==== TEXT ====
In respect to the EU, the United States has very actively pushed for Turkish membership even when this has meant friction with some European governments. The United States played a critical role in ensuring the ratification of the Customs Union Treaty signed between Turkey and the EU in 1995. The United States clearly sees the issue of Turkish membership in strategic terms and argues that membership would enhance Turkish economic development and democracy, while also helping make Turkey a much more stable country in a critical neighborhood. This logic has also been pursued in respect to including and actively promoting Turkey as one of the big emerging markets deserving U.S. investment.

Although preferred American and Turkish policies seem to overlap considerably regarding geostrategic interests in Europe, the Middle East seem to offer a mixture of cooperative as well as conflicting views. Turkey, except for a short period in the 1950s, shied away from Middle East politics until 1990. In the 1950s, Turkey, as part of the West’s containment strategy against communism and under both U.S. and British encouragement, tried to lead in forming an anti-Soviet alliance with Iran, Iraq and Pakistan. However, this policy attracted considerable criticism and harsh reactions from emerging pan-Arab regimes in Egypt and Syria and was promptly discontinued.

Until the oil and Cyprus crises of mid-1970s, Turkey maintained equidistance from the protagonists in the Arab–Israeli conflict and had very little economic interaction with the region. When the government wanted to mobilize Muslim support on the Cyprus issue and improve the Turkish economy’s dire state, the government launched a policy to improve relations with the Arab world. Diplomatic status was given to the PLO and relations with Israel were downgraded. Even after the Soviet invasion of Afghanistan, Turkey did not agree to U.S. requests that it support U.S. rapid deployment forces in the Gulf region.

Turkey’s full backing for U.S. efforts in the Kuwait crisis and the building of close links with Israel in the 1990s marked a sharp change in this policy. When Iraq seized Kuwait, following thinly veiled threats from Saddam Hussein directed against Turkey, the Turkish government supported UN sanctions and allied military operations against Iraq. While that decision at the time engendered considerable differences and criticism within Turkey it signalled a U.S.–Turkish convergence of opinion in the Middle East. President Turgut Ozal also actively sought to participate in the Madrid peace process and had already advocated the idea of building water pipelines from Turkey across the Middle East as a project to help promote peace in the area. Although Turkey was not invited to the Madrid talks it did later take, with U.S. support and urging, an active part in the multilateral talks’ working groups.

This also coincided with a period when Turkey began to develop relations with Israel, especially after the September 1993 Israel–PLO agreement. Since then this relationship has expanded considerably and clearly receives active U.S. support, including U.S. participation in the first naval exercise between Israel and Turkey in January 1998. The United States did object, though, to certain aspects of Israeli–Turkish military cooperation particularly in the area of anti-missile technology.
==== ENTRIES SHOWN ====
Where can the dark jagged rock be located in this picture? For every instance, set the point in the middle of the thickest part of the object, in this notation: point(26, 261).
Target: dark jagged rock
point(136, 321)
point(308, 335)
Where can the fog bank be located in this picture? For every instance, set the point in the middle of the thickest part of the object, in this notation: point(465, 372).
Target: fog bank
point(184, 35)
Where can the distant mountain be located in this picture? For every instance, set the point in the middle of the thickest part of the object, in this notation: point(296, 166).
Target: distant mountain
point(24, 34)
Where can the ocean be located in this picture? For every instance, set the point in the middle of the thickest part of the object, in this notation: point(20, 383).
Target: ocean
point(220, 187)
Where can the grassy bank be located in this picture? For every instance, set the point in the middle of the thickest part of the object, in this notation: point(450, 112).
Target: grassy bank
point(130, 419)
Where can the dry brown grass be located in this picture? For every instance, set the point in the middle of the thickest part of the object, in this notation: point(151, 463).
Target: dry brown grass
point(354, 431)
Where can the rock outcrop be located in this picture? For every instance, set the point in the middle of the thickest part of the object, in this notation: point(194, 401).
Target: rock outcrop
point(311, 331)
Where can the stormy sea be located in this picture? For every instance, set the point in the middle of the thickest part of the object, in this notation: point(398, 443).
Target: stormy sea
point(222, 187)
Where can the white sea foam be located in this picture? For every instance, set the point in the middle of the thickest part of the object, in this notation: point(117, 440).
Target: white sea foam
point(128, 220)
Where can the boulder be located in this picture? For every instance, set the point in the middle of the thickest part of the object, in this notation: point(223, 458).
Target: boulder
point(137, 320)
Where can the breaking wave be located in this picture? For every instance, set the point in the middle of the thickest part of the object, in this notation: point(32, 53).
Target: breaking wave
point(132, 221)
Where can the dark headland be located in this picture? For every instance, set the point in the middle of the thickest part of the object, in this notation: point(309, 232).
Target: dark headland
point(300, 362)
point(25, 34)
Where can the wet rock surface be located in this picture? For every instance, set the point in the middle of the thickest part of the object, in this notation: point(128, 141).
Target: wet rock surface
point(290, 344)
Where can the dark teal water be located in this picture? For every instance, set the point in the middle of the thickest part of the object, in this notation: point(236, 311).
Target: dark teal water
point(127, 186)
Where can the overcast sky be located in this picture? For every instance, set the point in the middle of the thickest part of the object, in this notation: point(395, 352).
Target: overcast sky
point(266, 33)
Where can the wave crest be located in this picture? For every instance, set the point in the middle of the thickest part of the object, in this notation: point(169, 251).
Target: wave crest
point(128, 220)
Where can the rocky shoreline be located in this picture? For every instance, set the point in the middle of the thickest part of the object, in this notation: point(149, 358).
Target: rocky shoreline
====
• _TO BE DONE_:
1. In the text on U.S.–Turkish relations, which area of Israeli–Turkish military cooperation did the United States particularly object to?
2. Summarize the text on U.S.–Turkish relations in two sentences.
3. Pick up the text on U.S.–Turkish relations after its last sentence and continue it.

• _TASK-BY-TASK RESULTS_:
1. Anti-missile technology.

2. The United States has strongly pushed for Turkey's EU membership, including helping secure ratification of the 1995 Customs Union Treaty, because it sees membership as strategically important for Turkish economic development, democracy and stability. In the Middle East, Turkey mostly avoided regional politics until 1990 and at times turned down U.S. requests, but its support for the Kuwait operations and its growing ties with Israel in the 1990s brought it closer to U.S. positions, although the United States objected to some aspects of Israeli–Turkish military cooperation.

3.
The proliferation of weapons of mass destruction in the Middle East is another common concern to both Turkey and the United States. Turkish defense strategy is based on deterrence, including its NATO membership and air force strike capability. But during the Kuwait crisis, U.S. and NATO anti-missile batteries had to be deployed in southeastern Turkey to defend against potential Iraqi missile attacks.

Clearly, the absence of Turkish anti-missile capability makes Turkey vulnerable to its three Middle Eastern neighbors amply equipped with weapons of mass destruction. The Turkish military is paying growing attention to this threat and countering it is an important part of Israel–Turkish military cooperation. In contrast, U.S. strategy has focused mostly on preventing proliferation by pressuring exporters—Russia, China and North Korea—not to supply these countries. In Iraq’s case, the sanctions regime succeeded in destroying stockpiles where possible.

In general, though, this strategy has not been terribly successful and leaves Turkey vulnerable to potential attacks or intimidation. Turkey’s vulnerability to Syrian Scud missiles fired at cities or against the infrastructure of the Southeastern Anatolian Development Project became quite obvious during the October 1998 crisis with Syria.

In terms of broader Middle East security and stability, Turkish and U.S. views overlap considerably. Turkey is keen to see that the Middle East does not become dominated by pan-Arabism. The 1960s and 1970s was a period when Turkey had difficult relations with pan-Arab regimes which were also usually allied to the USSR. The Middle East became an important market for Turkish goods and services during the 1970s and 1980s but this receded as the oil boom waned and the region’s economy began to stagnate. Turkey’s economic relations with the region further decreased as a result of U.N. trade sanctions against Iran and Iraq. However, Turkey continues to aspire rebuild economic relations with the Middle East. This is reflected in the Turkish–Israeli trade agreement and also efforts to improve economic relations with Egypt, Jordan and North African countries.

Turkey has also supported the peace process and sees its success as the best guarantee against a resurgence of any form of radicalism that could damage Turkey. U.S.–Turkish interests also coincide in Turkey’s effort to strengthen relations with Jordan and other moderate Arab states. At the same time, Turkey’s closer relations with Israel are developing counter-alliances against Turkey involving Iran, Syria, Greece and Armenia, a situation which could itself endanger stability. Further, the emphasis put on the military aspect of Israeli–Turkish relations has caused some discomfort in Turkish domestic circles especially when the peace process is stalled.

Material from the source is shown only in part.